Copy the listing from its beginning through the line holding "top-left (0, 0), bottom-right (129, 150)", inclusive, switching every "detect" to "locate" and leaving all else the same.

┌─ Provided data

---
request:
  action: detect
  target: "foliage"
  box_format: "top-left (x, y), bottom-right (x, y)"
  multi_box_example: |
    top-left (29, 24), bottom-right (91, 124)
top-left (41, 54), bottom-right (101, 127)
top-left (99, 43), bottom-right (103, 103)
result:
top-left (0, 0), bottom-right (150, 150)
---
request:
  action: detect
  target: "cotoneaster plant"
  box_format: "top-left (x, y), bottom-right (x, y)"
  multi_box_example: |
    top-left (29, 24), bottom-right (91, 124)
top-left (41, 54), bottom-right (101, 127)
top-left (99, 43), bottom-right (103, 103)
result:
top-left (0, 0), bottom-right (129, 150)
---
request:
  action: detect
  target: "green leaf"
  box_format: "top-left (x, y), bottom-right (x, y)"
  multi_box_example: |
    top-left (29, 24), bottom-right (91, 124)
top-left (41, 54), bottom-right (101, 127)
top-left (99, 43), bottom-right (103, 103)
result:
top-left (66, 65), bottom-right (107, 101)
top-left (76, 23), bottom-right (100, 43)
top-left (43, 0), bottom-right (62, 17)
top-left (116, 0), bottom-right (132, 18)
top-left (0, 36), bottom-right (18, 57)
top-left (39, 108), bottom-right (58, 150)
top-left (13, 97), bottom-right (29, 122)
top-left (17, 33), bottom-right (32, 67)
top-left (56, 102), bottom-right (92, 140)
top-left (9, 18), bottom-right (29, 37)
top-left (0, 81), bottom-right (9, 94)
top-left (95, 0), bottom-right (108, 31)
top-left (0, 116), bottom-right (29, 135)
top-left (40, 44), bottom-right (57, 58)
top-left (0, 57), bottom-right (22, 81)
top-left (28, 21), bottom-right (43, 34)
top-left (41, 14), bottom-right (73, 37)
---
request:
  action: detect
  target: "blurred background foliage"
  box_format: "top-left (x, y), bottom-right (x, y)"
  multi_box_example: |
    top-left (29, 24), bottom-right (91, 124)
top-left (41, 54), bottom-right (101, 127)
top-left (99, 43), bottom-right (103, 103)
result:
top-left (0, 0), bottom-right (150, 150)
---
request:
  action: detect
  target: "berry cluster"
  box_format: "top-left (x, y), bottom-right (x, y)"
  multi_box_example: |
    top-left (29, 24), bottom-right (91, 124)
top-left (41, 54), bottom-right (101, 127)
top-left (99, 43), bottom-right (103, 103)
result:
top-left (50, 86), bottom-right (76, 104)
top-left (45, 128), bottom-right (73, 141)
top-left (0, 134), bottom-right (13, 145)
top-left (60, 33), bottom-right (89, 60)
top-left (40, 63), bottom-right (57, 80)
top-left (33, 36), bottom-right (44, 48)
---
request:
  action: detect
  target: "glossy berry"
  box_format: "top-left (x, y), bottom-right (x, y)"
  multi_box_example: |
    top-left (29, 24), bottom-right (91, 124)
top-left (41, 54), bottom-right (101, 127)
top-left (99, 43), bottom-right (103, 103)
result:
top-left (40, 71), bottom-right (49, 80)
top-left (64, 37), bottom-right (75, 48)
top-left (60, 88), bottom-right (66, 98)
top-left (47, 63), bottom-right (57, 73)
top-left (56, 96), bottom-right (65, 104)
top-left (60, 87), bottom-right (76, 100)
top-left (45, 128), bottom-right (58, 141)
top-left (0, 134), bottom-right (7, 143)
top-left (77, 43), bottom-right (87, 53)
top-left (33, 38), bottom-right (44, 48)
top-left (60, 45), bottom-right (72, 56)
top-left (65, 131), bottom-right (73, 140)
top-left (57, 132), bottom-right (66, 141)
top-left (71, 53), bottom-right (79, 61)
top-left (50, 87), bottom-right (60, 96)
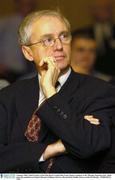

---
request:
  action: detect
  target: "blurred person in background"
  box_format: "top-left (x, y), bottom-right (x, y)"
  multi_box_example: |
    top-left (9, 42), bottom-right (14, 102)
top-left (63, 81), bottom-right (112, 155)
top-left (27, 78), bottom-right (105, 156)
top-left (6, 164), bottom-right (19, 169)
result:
top-left (71, 30), bottom-right (96, 74)
top-left (71, 30), bottom-right (112, 81)
top-left (78, 0), bottom-right (115, 80)
top-left (0, 0), bottom-right (37, 83)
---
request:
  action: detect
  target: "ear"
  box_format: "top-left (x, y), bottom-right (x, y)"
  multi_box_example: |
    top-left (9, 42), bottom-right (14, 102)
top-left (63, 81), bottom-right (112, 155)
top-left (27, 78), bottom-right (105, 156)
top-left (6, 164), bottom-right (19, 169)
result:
top-left (22, 46), bottom-right (34, 61)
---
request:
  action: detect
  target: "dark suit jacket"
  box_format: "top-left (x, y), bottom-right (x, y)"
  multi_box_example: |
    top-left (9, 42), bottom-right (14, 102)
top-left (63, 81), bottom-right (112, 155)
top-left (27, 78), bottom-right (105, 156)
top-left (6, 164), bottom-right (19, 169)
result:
top-left (0, 71), bottom-right (115, 173)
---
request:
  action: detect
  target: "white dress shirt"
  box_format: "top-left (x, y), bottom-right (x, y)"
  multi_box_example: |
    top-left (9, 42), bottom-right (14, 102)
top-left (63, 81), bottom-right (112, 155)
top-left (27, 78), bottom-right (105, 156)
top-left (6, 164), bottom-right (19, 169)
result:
top-left (38, 68), bottom-right (71, 162)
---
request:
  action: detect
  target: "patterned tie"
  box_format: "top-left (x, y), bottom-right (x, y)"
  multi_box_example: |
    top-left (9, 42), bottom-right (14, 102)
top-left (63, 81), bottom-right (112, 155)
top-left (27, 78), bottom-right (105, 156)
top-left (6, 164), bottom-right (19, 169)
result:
top-left (25, 109), bottom-right (41, 142)
top-left (25, 81), bottom-right (60, 173)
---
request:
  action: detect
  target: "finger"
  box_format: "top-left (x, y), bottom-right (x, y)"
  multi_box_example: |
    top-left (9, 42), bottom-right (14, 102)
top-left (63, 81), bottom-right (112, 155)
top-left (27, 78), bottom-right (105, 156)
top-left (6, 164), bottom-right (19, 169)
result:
top-left (84, 116), bottom-right (100, 123)
top-left (90, 122), bottom-right (100, 125)
top-left (84, 117), bottom-right (99, 122)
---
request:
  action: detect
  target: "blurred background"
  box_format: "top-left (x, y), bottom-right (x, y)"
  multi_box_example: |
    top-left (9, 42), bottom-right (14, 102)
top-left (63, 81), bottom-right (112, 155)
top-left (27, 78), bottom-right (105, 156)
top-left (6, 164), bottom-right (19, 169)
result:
top-left (0, 0), bottom-right (115, 87)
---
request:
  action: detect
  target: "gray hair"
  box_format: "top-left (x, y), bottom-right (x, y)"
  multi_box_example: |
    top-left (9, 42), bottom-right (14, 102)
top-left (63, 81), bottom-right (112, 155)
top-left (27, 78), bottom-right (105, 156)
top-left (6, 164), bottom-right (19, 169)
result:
top-left (18, 10), bottom-right (71, 45)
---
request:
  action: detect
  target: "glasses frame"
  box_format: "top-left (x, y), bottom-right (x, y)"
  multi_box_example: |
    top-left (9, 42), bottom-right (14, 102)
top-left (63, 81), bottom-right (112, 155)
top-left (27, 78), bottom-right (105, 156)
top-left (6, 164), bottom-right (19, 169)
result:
top-left (26, 32), bottom-right (72, 47)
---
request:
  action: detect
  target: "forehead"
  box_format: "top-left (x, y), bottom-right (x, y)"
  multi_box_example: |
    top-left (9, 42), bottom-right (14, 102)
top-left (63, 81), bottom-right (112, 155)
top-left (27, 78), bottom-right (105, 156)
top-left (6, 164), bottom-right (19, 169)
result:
top-left (31, 16), bottom-right (67, 36)
top-left (73, 38), bottom-right (96, 48)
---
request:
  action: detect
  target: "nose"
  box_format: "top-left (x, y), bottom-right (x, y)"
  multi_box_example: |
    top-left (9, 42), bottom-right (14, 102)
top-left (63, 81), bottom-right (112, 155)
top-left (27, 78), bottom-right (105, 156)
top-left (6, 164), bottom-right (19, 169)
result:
top-left (54, 38), bottom-right (63, 50)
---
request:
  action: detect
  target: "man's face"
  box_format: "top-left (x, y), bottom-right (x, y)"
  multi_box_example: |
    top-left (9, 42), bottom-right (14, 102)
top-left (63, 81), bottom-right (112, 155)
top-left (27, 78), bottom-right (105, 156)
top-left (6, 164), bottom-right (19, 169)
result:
top-left (25, 16), bottom-right (70, 71)
top-left (71, 38), bottom-right (96, 71)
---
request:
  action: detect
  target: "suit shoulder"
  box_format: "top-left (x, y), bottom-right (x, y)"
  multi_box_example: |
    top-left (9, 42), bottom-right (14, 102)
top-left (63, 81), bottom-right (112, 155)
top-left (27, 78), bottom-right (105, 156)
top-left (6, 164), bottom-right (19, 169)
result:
top-left (0, 77), bottom-right (37, 100)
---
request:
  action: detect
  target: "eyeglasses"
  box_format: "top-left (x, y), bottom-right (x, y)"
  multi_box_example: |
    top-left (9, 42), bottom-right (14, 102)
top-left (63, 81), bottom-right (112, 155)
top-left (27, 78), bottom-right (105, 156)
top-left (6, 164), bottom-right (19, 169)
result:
top-left (26, 32), bottom-right (71, 47)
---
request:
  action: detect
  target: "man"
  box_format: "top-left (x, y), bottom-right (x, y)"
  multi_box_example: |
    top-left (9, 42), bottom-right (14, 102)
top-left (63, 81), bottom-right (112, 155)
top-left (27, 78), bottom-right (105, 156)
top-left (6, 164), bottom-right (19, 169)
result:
top-left (0, 10), bottom-right (115, 173)
top-left (71, 30), bottom-right (96, 74)
top-left (0, 0), bottom-right (37, 83)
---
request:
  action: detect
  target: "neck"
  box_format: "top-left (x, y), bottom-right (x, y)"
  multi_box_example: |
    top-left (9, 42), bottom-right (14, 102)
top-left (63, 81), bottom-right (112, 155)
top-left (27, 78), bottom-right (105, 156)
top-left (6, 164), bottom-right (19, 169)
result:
top-left (71, 64), bottom-right (90, 74)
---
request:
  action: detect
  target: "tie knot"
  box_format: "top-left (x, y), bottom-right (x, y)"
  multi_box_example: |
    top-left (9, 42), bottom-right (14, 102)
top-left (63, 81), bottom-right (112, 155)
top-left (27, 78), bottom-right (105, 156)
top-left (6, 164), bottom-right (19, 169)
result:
top-left (55, 81), bottom-right (60, 89)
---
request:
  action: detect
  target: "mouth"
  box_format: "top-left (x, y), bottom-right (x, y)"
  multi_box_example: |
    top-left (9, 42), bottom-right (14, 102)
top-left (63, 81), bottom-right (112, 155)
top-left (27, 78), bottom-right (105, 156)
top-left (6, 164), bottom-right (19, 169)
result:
top-left (54, 55), bottom-right (65, 61)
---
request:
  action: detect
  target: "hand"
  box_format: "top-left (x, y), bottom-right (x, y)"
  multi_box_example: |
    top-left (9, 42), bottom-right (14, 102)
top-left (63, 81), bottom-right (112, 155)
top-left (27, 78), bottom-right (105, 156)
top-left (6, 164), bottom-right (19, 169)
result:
top-left (43, 140), bottom-right (66, 160)
top-left (39, 57), bottom-right (60, 98)
top-left (84, 115), bottom-right (100, 125)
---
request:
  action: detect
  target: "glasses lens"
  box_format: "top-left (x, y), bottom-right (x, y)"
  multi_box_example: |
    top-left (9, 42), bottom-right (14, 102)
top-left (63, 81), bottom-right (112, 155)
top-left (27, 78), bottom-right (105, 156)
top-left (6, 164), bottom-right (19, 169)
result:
top-left (42, 37), bottom-right (54, 47)
top-left (59, 32), bottom-right (71, 43)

└─

## Expected answer
---
request:
  action: locate
  target: "foliage"
  box_format: "top-left (x, y), bottom-right (x, y)"
  multi_box_example: |
    top-left (29, 24), bottom-right (91, 124)
top-left (41, 54), bottom-right (101, 127)
top-left (99, 43), bottom-right (103, 103)
result:
top-left (0, 0), bottom-right (150, 150)
---
request:
  action: locate
  target: "cotoneaster plant"
  box_format: "top-left (x, y), bottom-right (x, y)"
  multi_box_example: |
    top-left (29, 24), bottom-right (91, 124)
top-left (41, 54), bottom-right (101, 127)
top-left (99, 43), bottom-right (103, 103)
result:
top-left (0, 0), bottom-right (129, 150)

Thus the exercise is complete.